> **TEXT EXCERPT**
## START

That means students choose projects that cover space travel, the arts, the environment and other “things they believe in,” says Needles, a technology integration specialist at Smithtown Central School District and featured speaker at the 2026 Future of Education Technology Conference.

Creative advocacy in action

Needles’ students use various tech design tools to create posters for public service announcements. “If you want to advocate for anything, you have to really be good at storytelling,” he explains. “Kids are good with social media but making social media posts actually stand out and send a message to people about what you care about is a whole other thing.”

Needles, who was named a DA 100 top influencer in education, will also lead a session with the same title as his book, STEAM Power. He’ll be joined by Alanna Winnick, a K12 tech director and the author of The Generative Age. The pair will cover infusing the latest creativity-oriented AI tools into STEAM subjects.

Making AI meaningful in the classroom

“One of the things that differentiates the students who are using AI well versus the students who are just using AI is being able to create meaningful prompts that give you the results you’re looking for—and re-prompting—not just giving it one prompt and being done,” Needles explains.

Needles and his students also experiment with different AI platforms to determine which are best suited to various tasks. They used AI to generate conversations with characters in the books they are reading and compose songs based on the text.

“The students need to know the characters and the details to program it,” he observes. “It’s doing it in a much more interesting way that engages students.”

Here’s another thing they’ve learned about AI: It’s a better tool for English language arts.

## END

> **DATASET EXCERPTS**
## START

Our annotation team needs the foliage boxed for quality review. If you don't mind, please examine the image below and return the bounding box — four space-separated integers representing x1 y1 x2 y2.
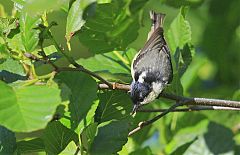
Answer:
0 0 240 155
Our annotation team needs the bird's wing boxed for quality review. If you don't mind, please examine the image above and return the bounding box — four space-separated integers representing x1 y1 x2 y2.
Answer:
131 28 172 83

## END
## START

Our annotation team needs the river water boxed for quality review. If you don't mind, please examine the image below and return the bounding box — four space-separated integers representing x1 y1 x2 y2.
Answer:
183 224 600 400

## END
## START

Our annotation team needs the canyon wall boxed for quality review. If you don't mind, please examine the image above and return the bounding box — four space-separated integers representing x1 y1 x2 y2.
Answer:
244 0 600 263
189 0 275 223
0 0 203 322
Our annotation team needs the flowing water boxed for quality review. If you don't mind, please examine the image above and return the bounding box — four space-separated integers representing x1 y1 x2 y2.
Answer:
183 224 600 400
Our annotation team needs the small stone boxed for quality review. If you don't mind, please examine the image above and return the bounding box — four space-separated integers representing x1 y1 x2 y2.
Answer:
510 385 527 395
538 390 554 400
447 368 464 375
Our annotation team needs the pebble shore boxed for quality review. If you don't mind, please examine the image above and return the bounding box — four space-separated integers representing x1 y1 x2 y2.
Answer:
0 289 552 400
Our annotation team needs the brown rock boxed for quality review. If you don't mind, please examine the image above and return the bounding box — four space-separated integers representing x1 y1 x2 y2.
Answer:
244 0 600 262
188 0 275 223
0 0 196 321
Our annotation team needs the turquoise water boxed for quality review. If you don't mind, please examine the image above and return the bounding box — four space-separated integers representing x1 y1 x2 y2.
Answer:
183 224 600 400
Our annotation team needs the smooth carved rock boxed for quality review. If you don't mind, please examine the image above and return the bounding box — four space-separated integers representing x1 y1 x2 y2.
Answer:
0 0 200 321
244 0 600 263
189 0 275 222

## END

> **THE TASKS**
- A) Answer these questions using the classroom technology article:
(i) In which school district does Needles work as a technology integration specialist?
(ii) What is the title of the book written by Alanna Winnick?
(iii) Besides songs based on the text, what did the students use AI to generate?
- B) Output the passage of the classroom technology article from "Needles, who was" up to and including "on the text.", copied word for word.
The material above is separate from the classroom technology article.

> **TASK-BY-TASK OUTPUTS**
- A)
(i) Smithtown Central School District
(ii) The Generative Age
(iii) Conversations with characters in the books they are reading

- B)
Needles, who was named a DA 100 top influencer in education, will also lead a session with the same title as his book, STEAM Power. He’ll be joined by Alanna Winnick, a K12 tech director and the author of The Generative Age. The pair will cover infusing the latest creativity-oriented AI tools into STEAM subjects.

Making AI meaningful in the classroom

“One of the things that differentiates the students who are using AI well versus the students who are just using AI is being able to create meaningful prompts that give you the results you’re looking for—and re-prompting—not just giving it one prompt and being done,” Needles explains.

Needles and his students also experiment with different AI platforms to determine which are best suited to various tasks. They used AI to generate conversations with characters in the books they are reading and compose songs based on the text.